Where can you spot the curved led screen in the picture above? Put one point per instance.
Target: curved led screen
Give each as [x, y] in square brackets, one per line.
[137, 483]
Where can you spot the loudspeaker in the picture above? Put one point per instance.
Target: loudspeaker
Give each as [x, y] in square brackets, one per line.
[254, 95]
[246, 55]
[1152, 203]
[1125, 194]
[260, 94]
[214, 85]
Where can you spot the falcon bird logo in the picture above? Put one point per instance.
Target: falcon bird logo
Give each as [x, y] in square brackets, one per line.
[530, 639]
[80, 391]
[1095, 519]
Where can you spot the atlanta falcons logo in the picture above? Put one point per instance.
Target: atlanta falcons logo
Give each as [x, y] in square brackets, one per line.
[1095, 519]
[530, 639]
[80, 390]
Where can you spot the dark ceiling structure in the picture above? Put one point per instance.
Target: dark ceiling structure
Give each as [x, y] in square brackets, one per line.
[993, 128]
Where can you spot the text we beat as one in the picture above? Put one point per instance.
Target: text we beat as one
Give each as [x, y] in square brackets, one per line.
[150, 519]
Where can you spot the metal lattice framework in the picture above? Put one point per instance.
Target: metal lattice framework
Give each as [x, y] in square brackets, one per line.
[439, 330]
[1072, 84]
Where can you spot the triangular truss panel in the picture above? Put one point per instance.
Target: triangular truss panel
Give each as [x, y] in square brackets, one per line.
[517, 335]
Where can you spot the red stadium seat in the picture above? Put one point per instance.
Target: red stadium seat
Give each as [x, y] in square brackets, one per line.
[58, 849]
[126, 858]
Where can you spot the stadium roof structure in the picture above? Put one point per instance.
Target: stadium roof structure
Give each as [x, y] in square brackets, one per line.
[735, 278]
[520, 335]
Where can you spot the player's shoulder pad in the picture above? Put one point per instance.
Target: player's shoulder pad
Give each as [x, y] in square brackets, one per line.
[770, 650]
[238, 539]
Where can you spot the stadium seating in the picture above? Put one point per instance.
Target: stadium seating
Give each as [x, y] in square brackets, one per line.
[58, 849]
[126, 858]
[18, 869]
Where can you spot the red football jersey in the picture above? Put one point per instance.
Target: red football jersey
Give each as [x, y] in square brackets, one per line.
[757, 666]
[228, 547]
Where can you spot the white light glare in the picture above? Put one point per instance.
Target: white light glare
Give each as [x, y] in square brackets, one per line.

====================

> CHALLENGE
Print every one of the entries above again, copying each line word for word and keeping the original order.

> ANSWER FOR THIS EXERCISE
Where can you spot the curved led screen in the picture above? Put one point per instance.
Target: curved led screen
Give each as [x, y] in square brackets, one per line.
[137, 483]
Where can you spot the loudspeaker in the picture above? Put one point per instance.
Target: loudspeaker
Give each as [x, y] in square brackets, one per line.
[254, 95]
[246, 55]
[1152, 203]
[1125, 194]
[260, 94]
[214, 85]
Where can you spot the falcon bird logo in the picture above? Put one point per instance.
Target: falcon bird logo
Give each as [x, y] in square brackets, one per line.
[530, 639]
[80, 391]
[1095, 519]
Where can you spot the atlanta falcons logo in the picture above? Put one point per instance.
Target: atlanta falcons logo
Give each as [x, y] in square brackets, one per line.
[1095, 519]
[530, 639]
[80, 390]
Where can you spot the dark ceiling structure in the picture above? Put one point per instance.
Target: dark ceiling structure
Give each as [x, y] in square brackets, one per line.
[993, 128]
Where can you spot the text we beat as one in the picture above? Put one point per instance.
Target: text we beat as one
Give each as [x, y] in square brackets, one per line.
[150, 519]
Where can you spot the metal lattice framework in the picture above? Put one point per instance.
Target: metal lattice framework
Give each as [x, y] in square brackets, one per line.
[439, 330]
[1072, 84]
Where can you spot the triangular truss panel in the picture above? Put one point per instance.
Target: triangular truss panel
Give each as [x, y] in square brackets, one per line.
[517, 335]
Where can you spot the red stadium seat in the picture above? Put one point per instance.
Target: red stadium seat
Give each as [x, y] in square brackets, one per line.
[58, 849]
[126, 858]
Where can you spot the stadium roof structure in the picture above? Put one point per instance.
Target: stadium roof structure
Give each as [x, y] in square brackets, one per line.
[735, 278]
[520, 335]
Where can you spot the player's shoulder pad in the picture above? Put one point per instance.
Target: player's shoulder pad
Give each as [x, y] in square brackets, one per line.
[770, 650]
[238, 539]
Where can you spot the stadium seating in the picture above? Put one point per instance.
Target: stadium seating
Give each as [x, y] in square brackets, one per line.
[58, 849]
[126, 858]
[18, 869]
Where can you spot the red football jersey in the picture above? Put one point per instance.
Target: red football jersey
Give each as [x, y] in square brackets, one per line.
[757, 666]
[228, 547]
Where can you spot the white light glare in the picture above? Put one point per instance.
Target: white light glare
Give each as [x, y] in square brackets, one per line.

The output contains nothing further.